The lines to copy are those in the records below that hold the word "shirt".
----- Exercise inputs -----
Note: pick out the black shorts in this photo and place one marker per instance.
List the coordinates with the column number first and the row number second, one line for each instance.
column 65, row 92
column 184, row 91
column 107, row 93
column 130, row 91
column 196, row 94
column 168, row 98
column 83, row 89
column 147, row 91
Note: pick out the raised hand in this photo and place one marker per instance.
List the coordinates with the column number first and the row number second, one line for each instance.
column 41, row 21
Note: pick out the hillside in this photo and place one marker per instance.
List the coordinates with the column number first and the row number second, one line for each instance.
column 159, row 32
-----
----- Exercise inputs -----
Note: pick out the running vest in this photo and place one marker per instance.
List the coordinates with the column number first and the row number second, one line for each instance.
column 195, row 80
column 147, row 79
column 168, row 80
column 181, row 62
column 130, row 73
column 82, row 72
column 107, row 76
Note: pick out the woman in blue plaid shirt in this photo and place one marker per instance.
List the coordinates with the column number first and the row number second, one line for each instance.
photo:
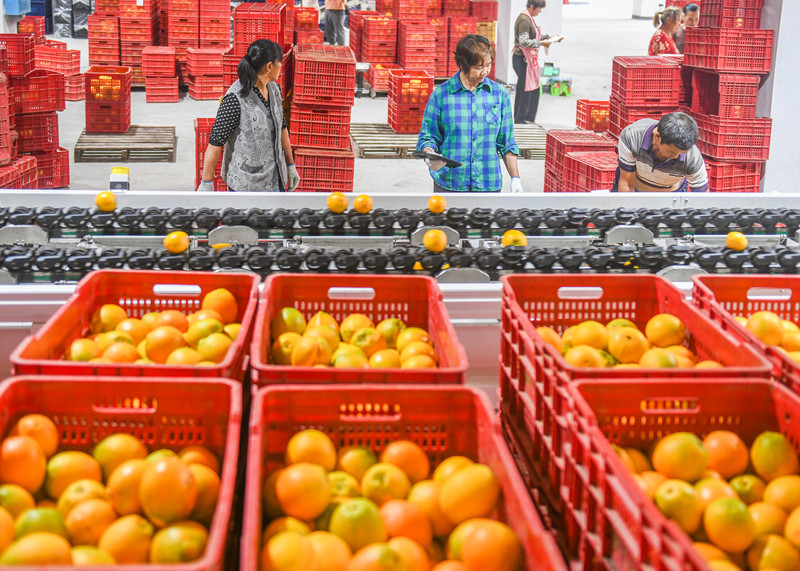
-----
----- Exercise inputs -----
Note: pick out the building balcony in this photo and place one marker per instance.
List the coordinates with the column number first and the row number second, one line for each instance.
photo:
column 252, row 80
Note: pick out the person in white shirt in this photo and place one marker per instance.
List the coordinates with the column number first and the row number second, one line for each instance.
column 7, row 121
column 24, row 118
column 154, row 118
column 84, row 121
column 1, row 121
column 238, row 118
-----
**Problem solution:**
Note: pick out the woman in blue plaid shirt in this photo and place one marker per instance.
Note: pick out the person in white shirt in this photo and place one marker per instance.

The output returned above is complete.